Exercise set:
1: In the Gibraltar dive report, write out everything from "Just back from" down to "their ice cream." word for word.
2: According to the Gibraltar dive report, what was the water temperature during the dives?

Document text:
* start *
Just back from a week in Andalucía (the southernmost part of Spain), with a
couple of days in Gibraltar - which is a bizarre place, serving perfect
sunday roasts in carbon-copy british pubs with palm trees waving in the
heat outside. And Barbary Apes mugging tourists for their ice cream.
Fitted in a couple of dives with Steve Henshaw of Dive Hire Gibraltar, the
local NAUI operation - mad as a balloon, but hugely knowledgable and the
kind of guy who subscribes to the philosophy that he may do this for a
living, but there is no point if he doesn't enjoy it too...
I was diving with the new SO, who was a bit apprehensive pre-dive - not
having dived since January, nor in water with less than 20m viz, Steve had
the perfect mix of good cop/bad cop to get her into the water to start
enjoying herself.
Dives were done in a four with Mark, a recently arrived UK expat
reluctantly looking for w*rk between dives while his GF supported him... ;-
) Water temp was 17 degrees, and viz about 10m. Transport to the shore
dive sites was in an ancient banger of Marks, I lugged my steel BP/wing and
reg over, the hire gear, including newish semi-drys, that we used was in
good nick.
* end *
Rows:
* start *
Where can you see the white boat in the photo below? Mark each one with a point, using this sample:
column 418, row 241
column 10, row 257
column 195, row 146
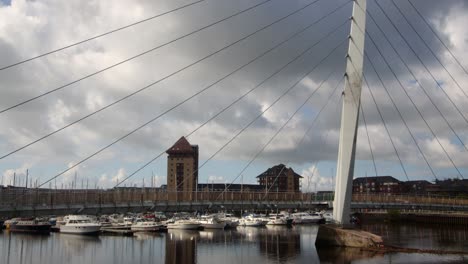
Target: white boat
* end *
Answers by task:
1:
Just back from a week in Andalucía (the southernmost part of Spain), with a
couple of days in Gibraltar - which is a bizarre place, serving perfect
sunday roasts in carbon-copy british pubs with palm trees waving in the
heat outside. And Barbary Apes mugging tourists for their ice cream.

2: 17 degrees.